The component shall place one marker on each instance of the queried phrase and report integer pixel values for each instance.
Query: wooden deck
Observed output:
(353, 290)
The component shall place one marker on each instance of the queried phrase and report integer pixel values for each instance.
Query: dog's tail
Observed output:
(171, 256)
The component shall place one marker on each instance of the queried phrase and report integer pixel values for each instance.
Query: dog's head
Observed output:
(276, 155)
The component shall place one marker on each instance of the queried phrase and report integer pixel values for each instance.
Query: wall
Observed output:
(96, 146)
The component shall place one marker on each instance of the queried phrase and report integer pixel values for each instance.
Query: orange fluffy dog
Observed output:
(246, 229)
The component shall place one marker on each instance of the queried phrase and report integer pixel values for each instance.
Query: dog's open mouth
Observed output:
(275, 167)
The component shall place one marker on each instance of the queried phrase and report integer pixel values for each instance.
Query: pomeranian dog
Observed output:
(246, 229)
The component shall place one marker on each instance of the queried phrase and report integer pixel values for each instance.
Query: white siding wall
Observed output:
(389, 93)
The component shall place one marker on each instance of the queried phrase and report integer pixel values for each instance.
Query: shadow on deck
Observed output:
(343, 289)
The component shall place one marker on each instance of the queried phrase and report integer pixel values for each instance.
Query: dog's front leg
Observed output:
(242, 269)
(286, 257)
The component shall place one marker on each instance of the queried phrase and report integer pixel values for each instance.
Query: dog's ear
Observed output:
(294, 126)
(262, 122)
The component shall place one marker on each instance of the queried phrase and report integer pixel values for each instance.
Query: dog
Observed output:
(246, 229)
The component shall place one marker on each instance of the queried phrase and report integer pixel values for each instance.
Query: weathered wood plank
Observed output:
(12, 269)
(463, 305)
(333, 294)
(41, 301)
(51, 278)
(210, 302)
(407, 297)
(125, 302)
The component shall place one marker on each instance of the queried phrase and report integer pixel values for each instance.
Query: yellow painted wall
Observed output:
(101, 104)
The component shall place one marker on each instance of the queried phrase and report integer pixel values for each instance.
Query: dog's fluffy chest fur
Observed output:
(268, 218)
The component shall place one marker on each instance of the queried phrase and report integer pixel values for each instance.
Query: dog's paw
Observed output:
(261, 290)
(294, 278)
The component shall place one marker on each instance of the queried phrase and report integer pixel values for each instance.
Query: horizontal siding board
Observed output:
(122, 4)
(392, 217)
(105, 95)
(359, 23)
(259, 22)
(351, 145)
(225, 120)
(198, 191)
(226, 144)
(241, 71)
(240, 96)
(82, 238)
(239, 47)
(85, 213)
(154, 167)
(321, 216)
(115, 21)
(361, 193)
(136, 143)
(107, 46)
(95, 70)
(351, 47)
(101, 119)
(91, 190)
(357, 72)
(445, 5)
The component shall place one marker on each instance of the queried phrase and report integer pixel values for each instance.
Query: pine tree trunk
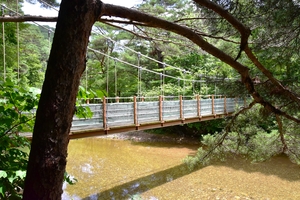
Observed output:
(47, 160)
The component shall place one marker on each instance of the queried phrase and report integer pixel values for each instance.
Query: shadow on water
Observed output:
(140, 185)
(111, 150)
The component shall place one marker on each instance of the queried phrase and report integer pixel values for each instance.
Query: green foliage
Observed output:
(253, 136)
(82, 97)
(16, 116)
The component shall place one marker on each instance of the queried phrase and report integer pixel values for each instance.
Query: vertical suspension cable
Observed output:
(139, 75)
(18, 44)
(86, 78)
(183, 92)
(116, 79)
(193, 85)
(49, 39)
(107, 74)
(178, 87)
(3, 39)
(163, 81)
(161, 84)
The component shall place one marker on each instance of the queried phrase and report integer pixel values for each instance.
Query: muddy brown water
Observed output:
(118, 169)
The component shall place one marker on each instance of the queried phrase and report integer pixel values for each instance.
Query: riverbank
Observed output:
(142, 136)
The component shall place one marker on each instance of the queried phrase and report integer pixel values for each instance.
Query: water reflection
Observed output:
(112, 169)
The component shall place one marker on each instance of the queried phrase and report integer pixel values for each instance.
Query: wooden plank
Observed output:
(135, 120)
(104, 113)
(181, 107)
(160, 117)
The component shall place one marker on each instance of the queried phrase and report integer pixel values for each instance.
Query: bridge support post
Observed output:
(181, 108)
(213, 104)
(104, 109)
(198, 106)
(135, 120)
(225, 103)
(160, 117)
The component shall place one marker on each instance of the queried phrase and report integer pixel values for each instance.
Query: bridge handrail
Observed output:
(165, 108)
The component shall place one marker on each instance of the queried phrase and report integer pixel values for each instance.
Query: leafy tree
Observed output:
(237, 49)
(16, 108)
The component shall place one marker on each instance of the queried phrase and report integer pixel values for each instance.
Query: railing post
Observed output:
(225, 105)
(181, 107)
(160, 109)
(213, 104)
(198, 106)
(104, 113)
(135, 121)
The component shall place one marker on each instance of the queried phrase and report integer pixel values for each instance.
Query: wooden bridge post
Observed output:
(225, 105)
(181, 107)
(104, 114)
(213, 104)
(160, 117)
(198, 106)
(135, 120)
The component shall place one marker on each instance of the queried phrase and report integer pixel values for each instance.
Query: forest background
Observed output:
(256, 132)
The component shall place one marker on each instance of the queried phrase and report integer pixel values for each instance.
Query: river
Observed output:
(118, 169)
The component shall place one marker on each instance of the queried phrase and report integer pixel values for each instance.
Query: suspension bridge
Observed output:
(121, 114)
(148, 113)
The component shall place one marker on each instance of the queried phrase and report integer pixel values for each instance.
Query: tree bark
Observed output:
(67, 61)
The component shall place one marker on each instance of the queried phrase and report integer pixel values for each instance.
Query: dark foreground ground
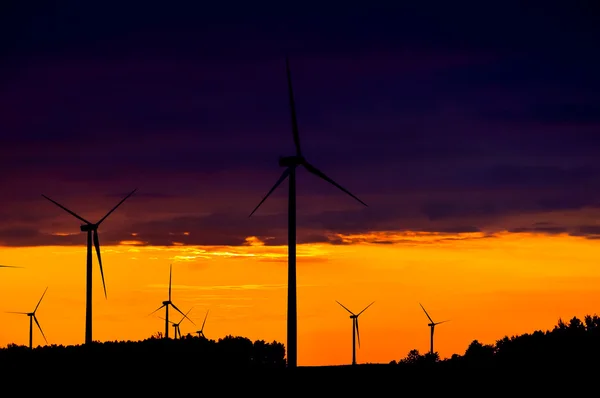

────────────────────────────────────────

__WHAT THE EXERCISE ASKS__: Every line above that holds the string "wall" should be returned.

__RESULT OF THE EXERCISE__:
Query: wall
Query: white siding wall
Query: yellow painted wall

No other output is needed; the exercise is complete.